GIVEN DATA START
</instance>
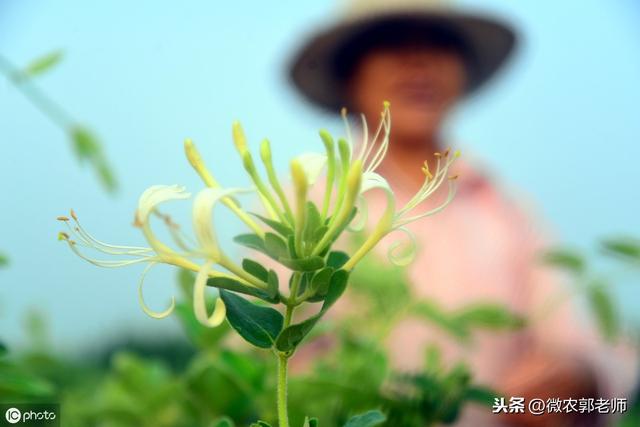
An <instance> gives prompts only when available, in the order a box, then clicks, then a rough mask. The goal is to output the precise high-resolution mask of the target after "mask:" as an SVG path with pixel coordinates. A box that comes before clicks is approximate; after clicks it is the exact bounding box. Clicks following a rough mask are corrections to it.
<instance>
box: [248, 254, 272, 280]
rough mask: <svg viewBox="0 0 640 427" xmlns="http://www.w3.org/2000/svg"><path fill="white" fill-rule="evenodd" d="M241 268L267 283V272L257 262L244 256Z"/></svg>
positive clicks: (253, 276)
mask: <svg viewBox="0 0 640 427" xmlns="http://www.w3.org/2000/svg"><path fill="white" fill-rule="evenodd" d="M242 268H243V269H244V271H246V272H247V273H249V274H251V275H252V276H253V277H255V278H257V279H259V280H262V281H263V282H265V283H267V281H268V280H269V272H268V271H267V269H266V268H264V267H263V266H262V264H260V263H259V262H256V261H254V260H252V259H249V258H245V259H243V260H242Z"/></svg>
GIVEN DATA END
PROBLEM: A verbatim transcript of the entries above is required, with the pictures left out.

WRITTEN SOLUTION:
</instance>
An <instance> gives prompts only when available, in the order a box, then clicks, then a rough mask. The goal is to output the precise high-resolution mask of the target after "mask:" as an SVG path with pixel coordinates. A box that comes before clicks is approximate; after clicks it is the exact bounding box. Clicks following a rough mask are corrections to it.
<instance>
box: [248, 254, 272, 280]
rough mask: <svg viewBox="0 0 640 427" xmlns="http://www.w3.org/2000/svg"><path fill="white" fill-rule="evenodd" d="M241 268L267 283V272L257 262L244 256Z"/></svg>
positive clicks: (253, 276)
mask: <svg viewBox="0 0 640 427" xmlns="http://www.w3.org/2000/svg"><path fill="white" fill-rule="evenodd" d="M242 268H243V269H244V271H246V272H247V273H249V274H251V275H252V276H253V277H255V278H257V279H259V280H262V281H263V282H265V283H267V281H268V280H269V272H268V271H267V269H266V268H264V267H263V266H262V264H260V263H259V262H256V261H254V260H252V259H249V258H245V259H243V260H242Z"/></svg>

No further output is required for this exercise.